* 課題概要 1:
宇宙開発に関する本文から、「私たちの生活に深く関係してい」で始まり「のほぼ全域をカバーしている。」に至るまでの部分を、一字一句違えずに書き写して返してください。
* 課題概要 2:
宇宙開発に関する本文によれば、2022年に軌道上へ打ち上げられた人工衛星などは何機ですか。

* 本文抜粋:

********************

「宇宙開発」というと、未知の惑星探索、冷凍睡眠による超長距離移動…といったSF的なイメージが浮かびがち。ですが、いまの宇宙開発の多くは、地上での私たちの生活に深く関わる、地に足のついたものなのです。天気予報をはじめ、衛星通信、GPSなどなど…。とくに衛星データの活用分野は拡大の一途。そんななか、東京海上日動は衛星データ等を活用した「宇宙×防災」に積極的に取り組んでいます。いったいどういうことなのか、詳しくご紹介します。

じつは私たちの生活になくてはならない「人工衛星」

画像1: じつは私たちの生活になくてはならない「人工衛星」

私たちの生活に深く関係している宇宙開発としては、その多くが「人工衛星」によるものです。国連宇宙部の資料1)によると、これまで打上げられた人工衛星などの人工物体は、延べ1万8,541基(2024年6月現在)に及びます。

とくに近年、人工衛星などの打上げ数は飛躍的に増加していて、2022年には2,368機が軌道上に打上げられており、この数字は過去10年間で約11倍に増加しています2)

画像2: じつは私たちの生活になくてはならない「人工衛星」

では、そんな人工衛星は私たちの生活とどのように関わっているのでしょうか。代表的なものとしては、以下のようなものがあります。

〈人工衛星が活用されているものの具体例〉

天気予報気象衛星を使い、地上から観測困難な場所(海・山・砂漠など)の温度、雲の動きなどを観測。
地図の作成、案内測位衛星からの電波で位置情報を特定。地図アプリやカーナビなどに使用されている。
衛星通信通信衛星によりテレビや電話、放送などの通信を行う。世界のほぼ全域をカバーしている。

********************

* 提供資料:
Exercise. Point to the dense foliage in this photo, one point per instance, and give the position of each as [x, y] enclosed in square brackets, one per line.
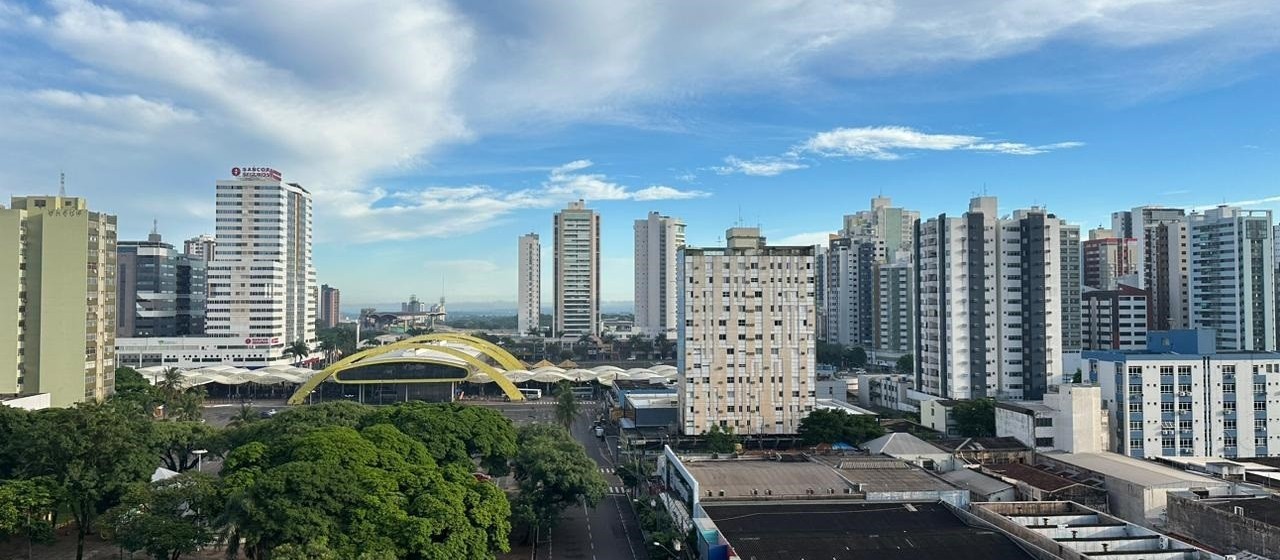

********************

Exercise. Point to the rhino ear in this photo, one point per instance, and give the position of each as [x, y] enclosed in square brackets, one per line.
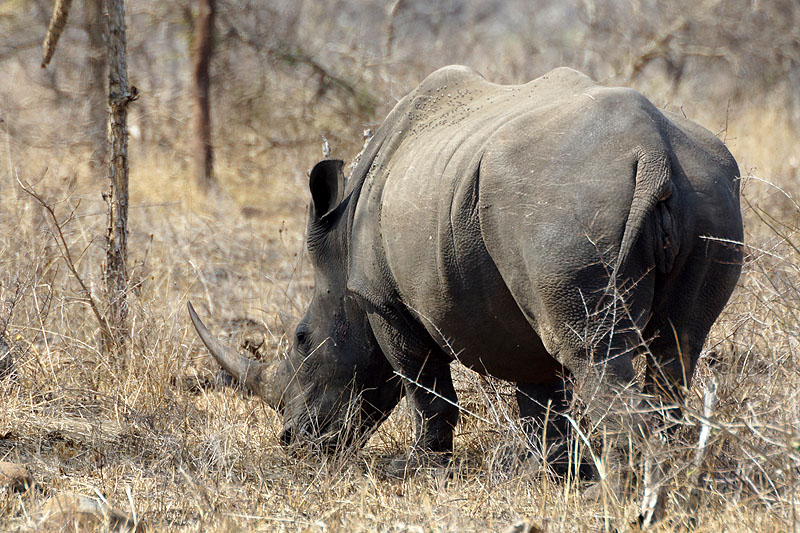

********************

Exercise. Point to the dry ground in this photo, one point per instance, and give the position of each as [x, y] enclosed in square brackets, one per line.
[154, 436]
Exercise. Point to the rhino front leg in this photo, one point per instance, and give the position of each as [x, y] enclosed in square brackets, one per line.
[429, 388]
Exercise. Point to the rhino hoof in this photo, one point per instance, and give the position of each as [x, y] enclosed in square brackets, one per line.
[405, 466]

********************

* 正解 1:
私たちの生活に深く関係している宇宙開発としては、その多くが「人工衛星」によるものです。国連宇宙部の資料1)によると、これまで打上げられた人工衛星などの人工物体は、延べ1万8,541基(2024年6月現在)に及びます。

とくに近年、人工衛星などの打上げ数は飛躍的に増加していて、2022年には2,368機が軌道上に打上げられており、この数字は過去10年間で約11倍に増加しています2)

画像2: じつは私たちの生活になくてはならない「人工衛星」

では、そんな人工衛星は私たちの生活とどのように関わっているのでしょうか。代表的なものとしては、以下のようなものがあります。

〈人工衛星が活用されているものの具体例〉

天気予報気象衛星を使い、地上から観測困難な場所(海・山・砂漠など)の温度、雲の動きなどを観測。
地図の作成、案内測位衛星からの電波で位置情報を特定。地図アプリやカーナビなどに使用されている。
衛星通信通信衛星によりテレビや電話、放送などの通信を行う。世界のほぼ全域をカバーしている。

* 正解 2:
2,368機です。